= WHAT YOU WILL DO =
Repeat all of the data exactly. Leave nothing out.

Dataset entries:
=== Section Start ===

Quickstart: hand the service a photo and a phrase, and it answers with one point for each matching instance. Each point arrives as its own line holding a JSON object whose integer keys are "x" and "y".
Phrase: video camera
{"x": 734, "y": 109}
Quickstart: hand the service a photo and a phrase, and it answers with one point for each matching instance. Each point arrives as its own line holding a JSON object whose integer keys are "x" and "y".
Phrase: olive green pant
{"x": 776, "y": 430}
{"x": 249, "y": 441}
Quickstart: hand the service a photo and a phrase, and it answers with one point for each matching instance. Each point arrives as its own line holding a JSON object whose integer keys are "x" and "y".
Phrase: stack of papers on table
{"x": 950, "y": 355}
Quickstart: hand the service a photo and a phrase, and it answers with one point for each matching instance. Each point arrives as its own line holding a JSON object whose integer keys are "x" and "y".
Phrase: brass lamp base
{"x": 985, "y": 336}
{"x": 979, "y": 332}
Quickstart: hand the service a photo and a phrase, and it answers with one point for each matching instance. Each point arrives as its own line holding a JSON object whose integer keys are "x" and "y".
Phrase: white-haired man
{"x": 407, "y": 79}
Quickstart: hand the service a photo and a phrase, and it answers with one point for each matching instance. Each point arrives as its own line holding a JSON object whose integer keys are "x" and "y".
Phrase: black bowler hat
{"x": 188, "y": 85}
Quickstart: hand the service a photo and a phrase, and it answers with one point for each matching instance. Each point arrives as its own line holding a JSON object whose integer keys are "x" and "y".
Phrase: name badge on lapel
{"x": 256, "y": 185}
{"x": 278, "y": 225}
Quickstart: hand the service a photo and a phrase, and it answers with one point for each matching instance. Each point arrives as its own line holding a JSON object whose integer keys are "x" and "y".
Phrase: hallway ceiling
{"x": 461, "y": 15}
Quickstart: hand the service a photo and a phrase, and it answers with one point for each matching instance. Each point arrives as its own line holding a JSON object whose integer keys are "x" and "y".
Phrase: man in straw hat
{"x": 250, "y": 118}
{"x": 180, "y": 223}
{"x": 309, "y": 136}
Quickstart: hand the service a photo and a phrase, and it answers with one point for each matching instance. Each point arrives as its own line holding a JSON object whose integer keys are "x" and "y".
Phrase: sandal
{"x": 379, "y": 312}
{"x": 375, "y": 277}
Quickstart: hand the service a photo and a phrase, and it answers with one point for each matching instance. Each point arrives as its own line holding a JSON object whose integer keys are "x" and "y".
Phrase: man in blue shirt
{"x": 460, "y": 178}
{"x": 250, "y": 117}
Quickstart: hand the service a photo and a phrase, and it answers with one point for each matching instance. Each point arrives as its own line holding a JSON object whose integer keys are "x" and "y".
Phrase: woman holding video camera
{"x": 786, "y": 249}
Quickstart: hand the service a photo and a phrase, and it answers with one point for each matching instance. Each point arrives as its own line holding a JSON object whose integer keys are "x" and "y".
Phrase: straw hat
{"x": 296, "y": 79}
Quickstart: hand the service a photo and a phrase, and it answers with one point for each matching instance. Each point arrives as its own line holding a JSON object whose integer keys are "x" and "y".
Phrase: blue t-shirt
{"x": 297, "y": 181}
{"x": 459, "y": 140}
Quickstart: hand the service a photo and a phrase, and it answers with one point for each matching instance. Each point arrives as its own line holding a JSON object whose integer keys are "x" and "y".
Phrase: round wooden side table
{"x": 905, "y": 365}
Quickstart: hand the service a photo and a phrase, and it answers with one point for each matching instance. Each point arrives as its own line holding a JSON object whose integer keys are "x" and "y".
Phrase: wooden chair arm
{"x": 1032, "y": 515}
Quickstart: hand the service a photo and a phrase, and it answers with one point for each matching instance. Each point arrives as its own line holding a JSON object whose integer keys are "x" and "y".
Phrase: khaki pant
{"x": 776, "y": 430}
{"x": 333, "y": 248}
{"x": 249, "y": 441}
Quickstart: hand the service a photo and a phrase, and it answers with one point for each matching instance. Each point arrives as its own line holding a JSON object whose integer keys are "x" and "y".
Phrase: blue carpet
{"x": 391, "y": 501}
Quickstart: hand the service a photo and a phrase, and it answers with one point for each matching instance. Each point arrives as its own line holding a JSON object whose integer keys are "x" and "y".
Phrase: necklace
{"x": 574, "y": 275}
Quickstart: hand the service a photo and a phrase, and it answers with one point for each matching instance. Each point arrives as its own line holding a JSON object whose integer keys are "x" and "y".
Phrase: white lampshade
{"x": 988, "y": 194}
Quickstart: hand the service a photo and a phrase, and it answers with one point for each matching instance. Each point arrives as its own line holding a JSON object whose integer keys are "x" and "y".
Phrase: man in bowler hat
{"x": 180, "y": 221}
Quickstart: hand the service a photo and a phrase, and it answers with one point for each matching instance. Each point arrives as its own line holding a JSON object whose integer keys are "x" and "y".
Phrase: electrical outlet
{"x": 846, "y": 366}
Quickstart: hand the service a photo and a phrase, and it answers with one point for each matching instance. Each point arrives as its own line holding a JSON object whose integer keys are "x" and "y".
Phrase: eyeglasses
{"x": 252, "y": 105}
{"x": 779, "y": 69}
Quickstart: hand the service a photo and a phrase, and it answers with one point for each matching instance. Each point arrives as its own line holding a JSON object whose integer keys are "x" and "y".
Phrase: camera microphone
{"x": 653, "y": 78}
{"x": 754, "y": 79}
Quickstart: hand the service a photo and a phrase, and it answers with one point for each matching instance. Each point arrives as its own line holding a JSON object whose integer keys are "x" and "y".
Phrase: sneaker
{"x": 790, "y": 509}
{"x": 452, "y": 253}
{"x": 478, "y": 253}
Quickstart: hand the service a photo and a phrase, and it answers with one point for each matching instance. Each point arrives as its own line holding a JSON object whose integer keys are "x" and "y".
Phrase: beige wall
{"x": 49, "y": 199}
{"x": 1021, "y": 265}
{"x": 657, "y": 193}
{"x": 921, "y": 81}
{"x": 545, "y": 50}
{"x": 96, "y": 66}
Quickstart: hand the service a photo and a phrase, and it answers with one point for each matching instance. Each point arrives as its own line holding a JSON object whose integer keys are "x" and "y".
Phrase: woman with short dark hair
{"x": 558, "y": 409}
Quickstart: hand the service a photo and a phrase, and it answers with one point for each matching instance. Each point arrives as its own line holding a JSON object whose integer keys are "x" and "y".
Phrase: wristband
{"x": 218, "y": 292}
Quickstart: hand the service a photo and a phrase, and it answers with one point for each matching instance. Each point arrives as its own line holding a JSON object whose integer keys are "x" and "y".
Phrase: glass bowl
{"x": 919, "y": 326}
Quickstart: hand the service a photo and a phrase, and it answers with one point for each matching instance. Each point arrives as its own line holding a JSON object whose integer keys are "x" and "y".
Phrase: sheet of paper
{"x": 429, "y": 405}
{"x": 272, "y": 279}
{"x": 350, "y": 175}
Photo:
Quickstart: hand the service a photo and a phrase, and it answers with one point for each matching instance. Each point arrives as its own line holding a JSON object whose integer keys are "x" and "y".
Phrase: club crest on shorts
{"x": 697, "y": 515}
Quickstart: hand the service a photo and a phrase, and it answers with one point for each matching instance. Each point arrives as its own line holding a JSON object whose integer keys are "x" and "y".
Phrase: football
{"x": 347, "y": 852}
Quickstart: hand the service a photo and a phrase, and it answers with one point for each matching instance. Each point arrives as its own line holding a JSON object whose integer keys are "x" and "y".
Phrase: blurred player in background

=== Section End ===

= RESULT BELOW =
Quickstart: hand the service a photo and a phrase, and it answers with one point for each matching instance. Each point arrives as its own line holding a JSON object whose integer keys are "x" and "y".
Phrase: video camera
{"x": 734, "y": 109}
Quickstart: hand the service a photo and a phrase, and it answers with one point for each matching instance. Each point arrives as its own line holding a JSON object whose integer keys are "x" and "y".
Phrase: olive green pant
{"x": 776, "y": 430}
{"x": 249, "y": 441}
Quickstart: hand the service a photo and a phrase, and it answers with one point for each matching instance. Each point arrives as its own line holding a JSON object whose integer keys are "x" and "y".
Phrase: stack of papers on table
{"x": 950, "y": 355}
Quickstart: hand the service a photo and a phrase, and it answers with one point for each matching instance. Each point arrives as its own line holding a JSON object whose integer keys are "x" and "y".
Phrase: brass lamp base
{"x": 985, "y": 336}
{"x": 979, "y": 332}
Quickstart: hand the service a photo and a phrase, and it answers with one point for each matching instance. Each point arrives as its own line holding a JSON object whose integer keys are "x" and "y".
Phrase: white-haired man
{"x": 407, "y": 79}
Quickstart: hand the service a photo and a phrase, and it answers with one point for each matching instance. Each point arrives as its own line holding a JSON object whose integer keys are "x" and "y".
Phrase: black bowler hat
{"x": 188, "y": 85}
Quickstart: hand the service a photo and a phrase, and it answers with one point for each matching instance. Each point arrives as its own line holding a JSON object whose integer keys are "x" and "y".
Phrase: name badge on lapel
{"x": 256, "y": 185}
{"x": 278, "y": 225}
Quickstart: hand the service a photo and a phrase, and it answers with one point for each matching instance. Each point arrives as its own line holding a JSON object whose integer keys are "x" and "y".
Phrase: hallway ceiling
{"x": 461, "y": 15}
Quickstart: hand the service a photo and a phrase, and it answers with one point for each matching instance. Each point arrives as its own line holding a JSON object whose integer keys are "x" and "y".
Phrase: man in straw hat
{"x": 250, "y": 118}
{"x": 180, "y": 223}
{"x": 309, "y": 136}
Quickstart: hand the service a photo and a phrase, and it answers with one point for each matching instance. Each point arrives as its own line holding a JSON object whose integer keys are "x" and "y".
Phrase: sandal
{"x": 379, "y": 312}
{"x": 375, "y": 277}
Quickstart: hand the service a photo and a phrase, and it answers with one point for each matching instance. Each point arrives as its own line holding a JSON object whose integer keys are "x" and "y".
Phrase: man in blue shirt
{"x": 460, "y": 178}
{"x": 250, "y": 117}
Quickstart: hand the service a photo and a phrase, and it answers with one point for each matching instance. Each point arrives as its own line holding a JSON object whose integer keys are "x" and "y".
Phrase: woman holding video camera
{"x": 786, "y": 249}
Quickstart: hand the service a photo and a phrase, and it answers with one point for each matching instance. Each point arrives as its own line holding a JSON object whose integer keys are "x" and "y".
Phrase: straw hat
{"x": 296, "y": 79}
Quickstart: hand the service a photo and a phrase, and it answers with one point for each matching instance. Each point arrives as its own line holding a JSON object whose integer keys are "x" and "y".
Phrase: blue t-shirt
{"x": 297, "y": 181}
{"x": 459, "y": 140}
Quickstart: hand the service a photo and a phrase, and it answers with one point for each matching instance. Each point arrives as its own line holding a JSON object whose integer keys are "x" and "y".
Phrase: round wooden side table
{"x": 905, "y": 365}
Quickstart: hand the service a photo and a phrase, and it answers with one point for each matching instance. Each point arrives as its own line holding a JSON object whose integer keys are "x" and "y".
Phrase: wooden chair arm
{"x": 1032, "y": 515}
Quickstart: hand the service a photo and a phrase, and it answers with one point for each matching instance. Each point arrives as its own line holding a JSON object whose integer keys are "x" and "y".
Phrase: khaki pant
{"x": 776, "y": 430}
{"x": 333, "y": 248}
{"x": 249, "y": 441}
Quickstart: hand the service a photo and a phrase, and it answers with one point for each matching instance. Each point arrives as its own line holding a JSON object whose integer keys are "x" and "y".
Phrase: blue carpet
{"x": 391, "y": 501}
Quickstart: hand the service a photo and a phrase, and it answers with one point for each matching instance. Each point arrives as its own line holding a JSON object whose integer keys are "x" and "y".
Phrase: necklace
{"x": 574, "y": 275}
Quickstart: hand the service a photo and a phrase, and it answers with one point for each matching instance. Each point arrives as its own line holding a JSON object whose integer keys are "x" and "y".
Phrase: white lampshade
{"x": 988, "y": 194}
Quickstart: hand the service a photo and a phrase, and it answers with one point for each matching instance. Each point arrives as its own line holding a JSON object whose integer keys are "x" and "y".
Phrase: man in bowler hat
{"x": 180, "y": 221}
Quickstart: hand the service a photo and a phrase, and it answers with one point for each matching instance. Each point arrives as its own line holding a JSON object whose integer keys are "x" and "y".
Phrase: electrical outlet
{"x": 846, "y": 366}
Quickstart: hand the service a photo and a phrase, and it answers with one point for each matching instance. Each point arrives as its own line holding a JSON object whose integer keys are "x" and "y".
Phrase: eyeglasses
{"x": 252, "y": 105}
{"x": 779, "y": 69}
Quickstart: hand the service a photo and a phrase, and it answers with one point for each matching instance. Each point arrives as its own line holding a JSON object whose integer keys are "x" and "y".
Phrase: camera microphone
{"x": 653, "y": 78}
{"x": 754, "y": 79}
Quickstart: hand the service a photo and a phrase, and it answers with one point for each matching instance. Each point arrives as its own line holding a JSON object whose integer keys are "x" and "y".
Phrase: sneaker
{"x": 790, "y": 509}
{"x": 452, "y": 253}
{"x": 478, "y": 253}
Quickstart: hand the service a photo and a phrase, and it answers with one point for each matching instance. Each point arrives as its own line holding a JSON object whose integer keys are "x" and "y".
Phrase: beige wall
{"x": 49, "y": 199}
{"x": 1021, "y": 265}
{"x": 657, "y": 193}
{"x": 921, "y": 81}
{"x": 545, "y": 50}
{"x": 96, "y": 66}
Quickstart: hand the service a photo and a phrase, and it answers with one point for each matching instance. Each point arrives as its own line holding a JSON object whose integer keys are "x" and "y".
Phrase: woman with short dark hair
{"x": 558, "y": 409}
Quickstart: hand the service a photo and a phrase, and it answers with one point for each matching instance. Each point arrives as its own line holding a JSON object whose integer keys are "x" and "y".
Phrase: wristband
{"x": 218, "y": 292}
Quickstart: hand the service a photo and a phrase, and it answers with one point for each matching instance. Each point arrives as its own line holding a JSON object whose integer keys are "x" and "y".
Phrase: glass bowl
{"x": 919, "y": 326}
Quickstart: hand the service a photo and a phrase, and it answers with one point for each matching instance. Each point arrives as its own line holding a JSON object whose integer keys are "x" and "y".
Phrase: sheet of paper
{"x": 429, "y": 405}
{"x": 272, "y": 279}
{"x": 350, "y": 175}
Photo:
Quickstart: hand the service a photo and a phrase, and it answers with one point for each matching instance. Each point arrives as its own line holding a JSON object whose integer keys are "x" and "y".
Phrase: club crest on shorts
{"x": 697, "y": 515}
Quickstart: hand the service a photo and a phrase, and it answers with one point for each matching instance. Each point arrives as its own line holding a JSON object whose integer keys are "x" and "y".
Phrase: football
{"x": 347, "y": 852}
Quickstart: hand the service a photo and a phrase, and it answers with one point for each matching instance. Each point arrives as its own line holding a JSON object whose integer keys are "x" and "y".
Phrase: blurred player in background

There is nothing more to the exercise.